> [PAGE]

Except as otherwise provided in the Agreement, the Parties agree that any controversy or claim
including, but not limited to, any alleged class actions, arising out of or relating to the Agreement or the
breach thereof, whether involving a claim in tort, contract or otherwise, that cannot be resolved by
informal means, shall be settled by final and binding arbitration as its exclusive remedy. A party
aggrieved by the alleged failure, neglect, or refusal of another to arbitrate under the Agreement for
arbitration may petition the applicable United States District Court of Texas
for an order directing that
such arbitration proceed in the manner provided for in the Agreement. The Parties expressly agree,
however, that the right of either party to terminate the Agreement pursuant to the Agreement and Bravo
Health’s right to withdraw from a service area is absolute and shall not be subject to arbitration. All
arbitration proceedings shall take place in the applicable State in which Provider is to provide Covered
Services under the Agreement.
2. Rules for Arbitration.
The Parties agree to adopt the Rules of Procedure for Arbitration (“Rules”) and the Code of Ethics for
Arbitrators (“Code”) of the American Health Lawyers Association Alternative Dispute Resolution
Service (collectively referred to as “AHLA”). The AHLA Rules and Code for Arbitration shall apply to
any arbitration under the Agreement unless otherwise specifically stated or supplemented in the
Agreement. In the event of any conflict between the AHLA Rules and Code for Arbitration and the
Agreement, the provisions of this language and the Agreement shall control.
3. Demands for Arbitration and Selection of Arbitrators.

> [PROMPT]
Retype the part of the arbitration clause above that begins at the words "The Parties agree to" and stops after "Agreement shall control.".

> [RECORD EXTRACTS]
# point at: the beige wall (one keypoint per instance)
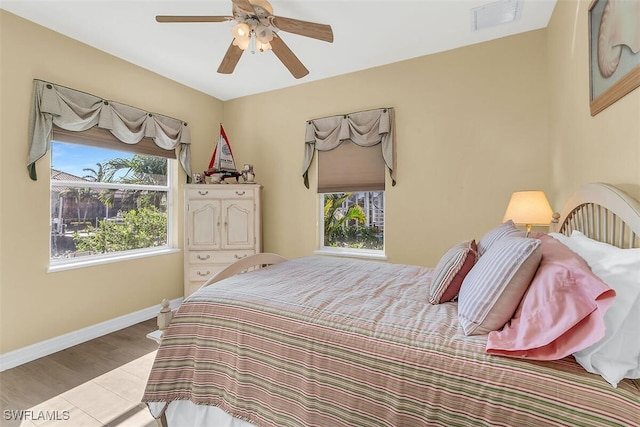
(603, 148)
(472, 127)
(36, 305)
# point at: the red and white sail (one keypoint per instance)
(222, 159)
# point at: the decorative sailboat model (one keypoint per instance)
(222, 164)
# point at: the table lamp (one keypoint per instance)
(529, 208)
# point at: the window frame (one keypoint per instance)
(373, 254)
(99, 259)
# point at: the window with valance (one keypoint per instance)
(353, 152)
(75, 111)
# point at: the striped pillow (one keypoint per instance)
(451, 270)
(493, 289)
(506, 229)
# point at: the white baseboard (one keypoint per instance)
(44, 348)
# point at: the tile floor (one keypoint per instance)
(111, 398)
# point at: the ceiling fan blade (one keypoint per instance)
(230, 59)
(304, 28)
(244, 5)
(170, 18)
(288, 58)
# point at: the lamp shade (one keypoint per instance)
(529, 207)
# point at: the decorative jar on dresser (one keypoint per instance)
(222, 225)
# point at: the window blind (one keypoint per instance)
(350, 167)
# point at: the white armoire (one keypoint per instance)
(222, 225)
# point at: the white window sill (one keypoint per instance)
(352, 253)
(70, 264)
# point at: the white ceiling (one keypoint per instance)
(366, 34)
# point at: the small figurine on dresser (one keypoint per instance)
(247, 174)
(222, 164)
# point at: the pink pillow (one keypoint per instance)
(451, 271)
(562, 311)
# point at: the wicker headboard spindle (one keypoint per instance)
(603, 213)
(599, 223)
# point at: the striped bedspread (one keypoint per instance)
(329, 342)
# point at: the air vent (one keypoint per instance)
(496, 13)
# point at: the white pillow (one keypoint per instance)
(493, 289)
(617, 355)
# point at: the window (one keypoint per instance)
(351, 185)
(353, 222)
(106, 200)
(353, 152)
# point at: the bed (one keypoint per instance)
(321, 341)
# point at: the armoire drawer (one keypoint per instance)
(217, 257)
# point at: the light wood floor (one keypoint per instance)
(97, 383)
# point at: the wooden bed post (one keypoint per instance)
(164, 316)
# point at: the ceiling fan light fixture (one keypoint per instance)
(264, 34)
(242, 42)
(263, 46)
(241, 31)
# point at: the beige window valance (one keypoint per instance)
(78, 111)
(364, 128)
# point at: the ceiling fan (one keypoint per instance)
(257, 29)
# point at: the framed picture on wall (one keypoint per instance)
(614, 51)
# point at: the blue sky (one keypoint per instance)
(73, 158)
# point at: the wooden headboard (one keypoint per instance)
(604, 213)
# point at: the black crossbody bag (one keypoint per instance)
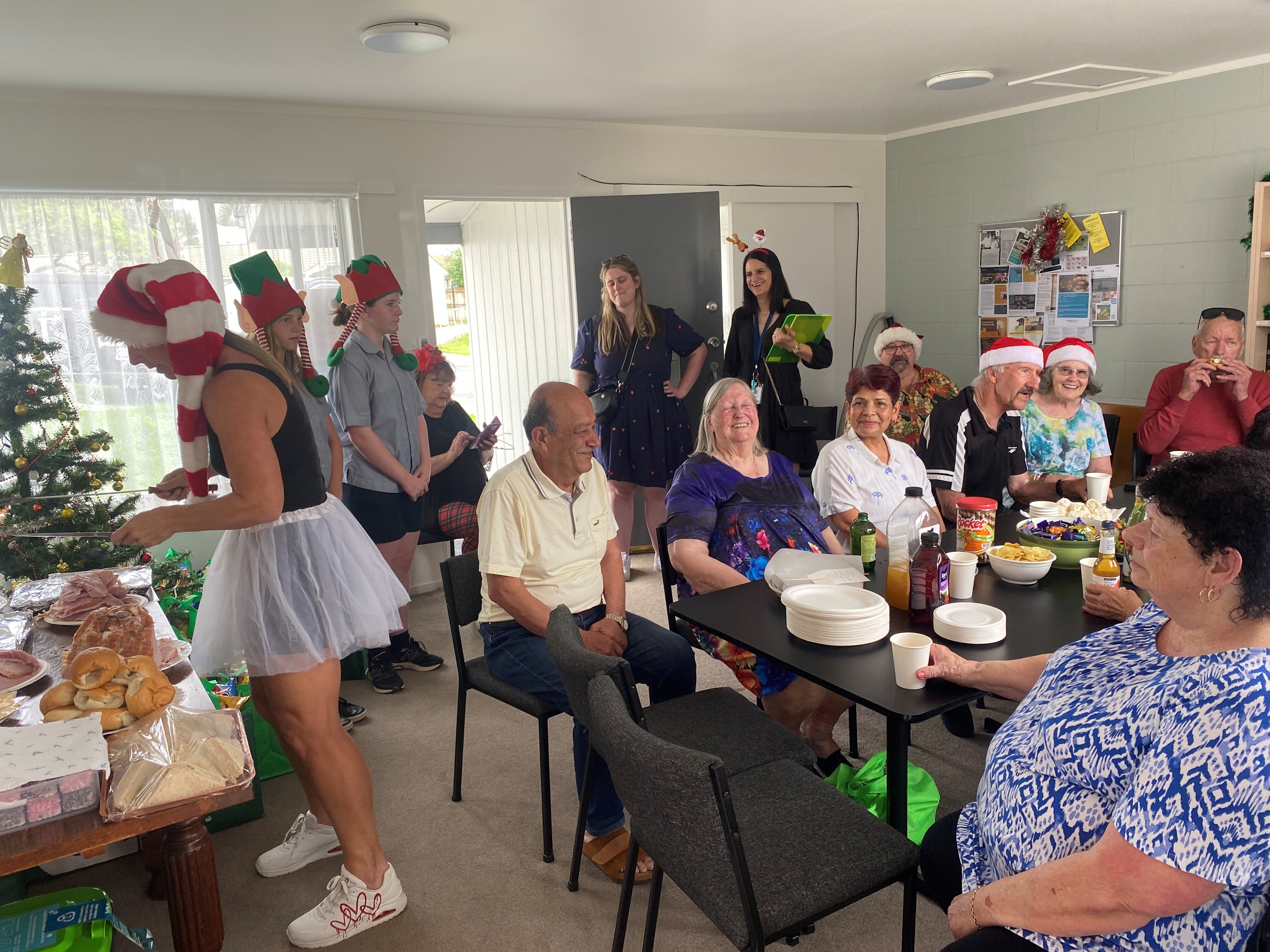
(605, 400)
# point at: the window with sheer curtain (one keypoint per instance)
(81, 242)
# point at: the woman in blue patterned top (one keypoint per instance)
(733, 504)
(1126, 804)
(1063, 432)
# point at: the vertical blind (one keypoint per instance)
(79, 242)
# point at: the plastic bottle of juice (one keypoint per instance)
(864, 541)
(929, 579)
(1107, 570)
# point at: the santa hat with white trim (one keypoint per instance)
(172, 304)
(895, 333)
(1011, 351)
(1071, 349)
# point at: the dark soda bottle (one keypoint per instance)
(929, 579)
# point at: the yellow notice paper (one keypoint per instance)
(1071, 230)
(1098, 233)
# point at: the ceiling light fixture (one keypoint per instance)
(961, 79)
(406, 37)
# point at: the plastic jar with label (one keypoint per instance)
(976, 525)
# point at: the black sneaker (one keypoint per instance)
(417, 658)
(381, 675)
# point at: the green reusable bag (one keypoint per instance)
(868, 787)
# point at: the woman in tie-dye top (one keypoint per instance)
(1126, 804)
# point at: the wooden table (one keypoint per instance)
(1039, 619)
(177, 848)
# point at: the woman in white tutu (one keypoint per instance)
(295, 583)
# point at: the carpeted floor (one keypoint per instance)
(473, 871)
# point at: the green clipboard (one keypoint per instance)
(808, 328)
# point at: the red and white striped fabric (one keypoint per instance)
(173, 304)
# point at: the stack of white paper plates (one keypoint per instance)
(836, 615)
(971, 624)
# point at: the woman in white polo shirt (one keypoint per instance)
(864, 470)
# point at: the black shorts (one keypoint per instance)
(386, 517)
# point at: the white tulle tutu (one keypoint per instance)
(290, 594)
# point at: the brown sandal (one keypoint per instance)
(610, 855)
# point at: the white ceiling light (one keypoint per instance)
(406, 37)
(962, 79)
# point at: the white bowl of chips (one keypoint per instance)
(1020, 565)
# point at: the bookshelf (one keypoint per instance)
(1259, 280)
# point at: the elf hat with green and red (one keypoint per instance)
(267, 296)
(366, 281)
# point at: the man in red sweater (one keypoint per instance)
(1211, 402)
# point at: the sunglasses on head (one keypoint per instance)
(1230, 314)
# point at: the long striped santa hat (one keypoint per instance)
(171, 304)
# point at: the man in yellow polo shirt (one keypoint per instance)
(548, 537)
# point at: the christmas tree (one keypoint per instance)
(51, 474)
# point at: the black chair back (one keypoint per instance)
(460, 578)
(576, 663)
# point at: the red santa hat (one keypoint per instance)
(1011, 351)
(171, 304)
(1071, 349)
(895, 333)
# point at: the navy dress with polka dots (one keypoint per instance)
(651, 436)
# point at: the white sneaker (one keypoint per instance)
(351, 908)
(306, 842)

> [FULL RESPONSE]
The Parties agree to adopt the Rules of Procedure for Arbitration (“Rules”) and the Code of Ethics for
Arbitrators (“Code”) of the American Health Lawyers Association Alternative Dispute Resolution
Service (collectively referred to as “AHLA”). The AHLA Rules and Code for Arbitration shall apply to
any arbitration under the Agreement unless otherwise specifically stated or supplemented in the
Agreement. In the event of any conflict between the AHLA Rules and Code for Arbitration and the
Agreement, the provisions of this language and the Agreement shall control.